Source data:
####
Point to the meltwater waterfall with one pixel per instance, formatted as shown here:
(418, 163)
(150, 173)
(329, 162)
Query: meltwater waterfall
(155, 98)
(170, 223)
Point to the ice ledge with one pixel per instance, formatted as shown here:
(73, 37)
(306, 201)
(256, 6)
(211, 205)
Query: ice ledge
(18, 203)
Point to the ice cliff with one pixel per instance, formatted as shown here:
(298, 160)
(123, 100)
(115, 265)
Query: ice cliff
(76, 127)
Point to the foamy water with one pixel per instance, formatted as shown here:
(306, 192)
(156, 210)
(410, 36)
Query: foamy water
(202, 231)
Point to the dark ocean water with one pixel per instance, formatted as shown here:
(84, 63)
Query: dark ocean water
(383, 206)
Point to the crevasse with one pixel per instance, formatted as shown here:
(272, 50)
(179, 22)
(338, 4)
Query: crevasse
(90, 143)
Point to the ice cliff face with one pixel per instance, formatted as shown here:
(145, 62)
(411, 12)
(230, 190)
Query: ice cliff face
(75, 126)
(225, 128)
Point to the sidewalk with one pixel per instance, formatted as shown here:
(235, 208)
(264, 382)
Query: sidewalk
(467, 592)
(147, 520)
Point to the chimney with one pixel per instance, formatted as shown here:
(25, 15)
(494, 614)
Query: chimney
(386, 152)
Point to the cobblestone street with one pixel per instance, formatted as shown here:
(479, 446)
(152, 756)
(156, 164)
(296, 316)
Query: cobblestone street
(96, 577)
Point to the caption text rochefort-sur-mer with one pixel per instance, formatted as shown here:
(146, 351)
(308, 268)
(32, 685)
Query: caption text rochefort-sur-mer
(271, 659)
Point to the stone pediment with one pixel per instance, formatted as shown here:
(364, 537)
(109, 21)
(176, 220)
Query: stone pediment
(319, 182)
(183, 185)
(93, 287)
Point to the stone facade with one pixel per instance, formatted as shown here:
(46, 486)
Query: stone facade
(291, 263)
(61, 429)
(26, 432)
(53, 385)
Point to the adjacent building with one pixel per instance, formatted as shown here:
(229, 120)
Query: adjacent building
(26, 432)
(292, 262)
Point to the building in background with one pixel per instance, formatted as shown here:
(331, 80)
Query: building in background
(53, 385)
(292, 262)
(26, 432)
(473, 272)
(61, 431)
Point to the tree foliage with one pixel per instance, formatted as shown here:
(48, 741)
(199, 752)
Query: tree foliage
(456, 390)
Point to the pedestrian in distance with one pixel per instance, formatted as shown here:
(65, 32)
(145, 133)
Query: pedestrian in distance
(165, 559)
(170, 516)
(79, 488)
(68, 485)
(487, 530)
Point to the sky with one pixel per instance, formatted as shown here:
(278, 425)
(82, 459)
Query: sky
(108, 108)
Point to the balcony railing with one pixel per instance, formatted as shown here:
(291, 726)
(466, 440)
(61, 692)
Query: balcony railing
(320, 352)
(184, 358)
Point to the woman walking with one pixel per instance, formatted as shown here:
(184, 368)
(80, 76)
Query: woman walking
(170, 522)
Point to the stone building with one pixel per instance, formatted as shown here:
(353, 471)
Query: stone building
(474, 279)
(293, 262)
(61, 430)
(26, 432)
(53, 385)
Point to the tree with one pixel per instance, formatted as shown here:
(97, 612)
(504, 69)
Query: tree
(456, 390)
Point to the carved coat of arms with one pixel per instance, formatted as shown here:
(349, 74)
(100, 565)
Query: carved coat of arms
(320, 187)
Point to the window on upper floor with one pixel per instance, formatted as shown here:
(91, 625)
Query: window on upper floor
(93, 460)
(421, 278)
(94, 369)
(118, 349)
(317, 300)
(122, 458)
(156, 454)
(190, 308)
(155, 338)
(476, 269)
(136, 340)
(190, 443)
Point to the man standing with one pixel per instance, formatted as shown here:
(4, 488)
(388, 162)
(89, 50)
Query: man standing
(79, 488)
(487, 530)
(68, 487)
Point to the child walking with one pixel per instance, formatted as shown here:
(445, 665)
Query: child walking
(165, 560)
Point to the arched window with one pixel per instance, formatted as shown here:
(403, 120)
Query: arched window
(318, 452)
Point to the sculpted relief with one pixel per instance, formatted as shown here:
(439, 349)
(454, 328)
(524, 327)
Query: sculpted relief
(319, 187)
####
All records above are to be returned exactly as given.

Point to the meltwater waterfall with one pixel per instance, formatted as shown here:
(418, 163)
(150, 173)
(329, 162)
Query: meltwater waterfall
(155, 98)
(170, 223)
Point to the ice ledge with one pixel per instance, formatted as shown here:
(73, 37)
(306, 201)
(256, 6)
(211, 205)
Query: ice ledge
(18, 203)
Point to the ice cliff with one pixel per instance, formatted as shown here:
(298, 160)
(123, 100)
(115, 265)
Query: ice cliff
(76, 127)
Point to the foamy water with one pixel per instance, formatted as shown here:
(306, 192)
(156, 210)
(410, 36)
Query: foamy water
(202, 231)
Point to the dark ocean water with one pixel per instance, formatted as shown here:
(84, 63)
Query: dark ocean water
(383, 206)
Point to the crevasse with one pixel per instance, formatted as shown here:
(272, 50)
(179, 22)
(338, 4)
Query: crevasse
(90, 143)
Point to the ice cliff face with one pixel per instance, formatted as shown here:
(145, 62)
(411, 12)
(230, 190)
Query: ice cliff face
(75, 126)
(225, 128)
Point to the sidewalk with one pixel per instance, formatted as shown here:
(235, 208)
(264, 382)
Query: sidewalk
(467, 592)
(147, 520)
Point to the chimney with one pixel per instance, formatted as shown here:
(25, 15)
(494, 614)
Query: chimney
(386, 152)
Point to the cobblestone street with one pixel per instance, formatted as shown here:
(479, 446)
(152, 756)
(156, 164)
(296, 316)
Query: cobblestone street
(96, 577)
Point to the caption text rochefort-sur-mer with one pixel per instance, formatted as shown here:
(146, 351)
(308, 268)
(32, 685)
Query: caption text rochefort-sur-mer
(271, 659)
Point to the stone pediment with one pixel per instance, formatted as shown here:
(364, 537)
(109, 21)
(176, 220)
Query: stone pediment
(319, 182)
(183, 185)
(93, 287)
Point to the stone facade with one pixel per instance, formatted as shown here:
(46, 486)
Query: stone facade
(291, 263)
(61, 429)
(26, 432)
(53, 385)
Point to the adjacent building with one pixel per instance, formatted as shown here:
(229, 120)
Query: adjacent building
(26, 432)
(292, 262)
Point to the building in background with one pixel per instance, formatted as shown here:
(331, 80)
Query: building in background
(53, 385)
(292, 262)
(26, 432)
(473, 272)
(61, 431)
Point to the tree foliage with one pixel per instance, formatted as shown here:
(48, 741)
(199, 752)
Query: tree foliage
(456, 390)
Point to the pedestrian in distance with one pixel per instance, formatted as shown here:
(65, 32)
(145, 133)
Query: pedestrian in distance
(165, 559)
(170, 516)
(79, 488)
(68, 485)
(487, 530)
Point to the sky with one pixel per instance, formatted as shown here:
(278, 425)
(82, 459)
Query: sky
(108, 108)
Point to the balcony railing with one pixel per instance, formatted as shown here:
(291, 726)
(466, 440)
(61, 692)
Query: balcony railing
(320, 352)
(184, 358)
Point to the woman walking with one pixel per instance, formatted as shown here:
(184, 368)
(80, 76)
Query: woman walking
(170, 522)
Point to the stone building with one pixel per instance, formatted as shown here:
(353, 471)
Query: stone building
(474, 279)
(293, 262)
(61, 430)
(26, 432)
(53, 385)
Point to the tree with one pixel per instance, formatted as shown here:
(97, 612)
(504, 69)
Query: tree
(456, 390)
Point to the carved coat of arms with one pixel per instance, formatted as shown here:
(349, 74)
(100, 565)
Query: carved coat of arms
(320, 187)
Point to the window on upper floor with one pixel per instance, formatted as shown here:
(91, 625)
Query: window on upper floor
(93, 460)
(421, 278)
(94, 369)
(118, 349)
(317, 300)
(122, 458)
(156, 454)
(190, 308)
(155, 338)
(476, 269)
(136, 340)
(190, 443)
Point to the man standing with one pixel per instance, formatted as shown here:
(4, 488)
(388, 162)
(89, 50)
Query: man standing
(79, 488)
(487, 530)
(68, 487)
Point to the child walking with one pixel per instance, formatted as shown here:
(445, 665)
Query: child walking
(165, 560)
Point to the arched window with one pixel per instance, formatted as shown here:
(403, 120)
Query: arched window
(318, 452)
Point to the sculpted relief with one pixel per instance, formatted as shown here:
(439, 349)
(454, 328)
(524, 327)
Query: sculpted relief
(319, 187)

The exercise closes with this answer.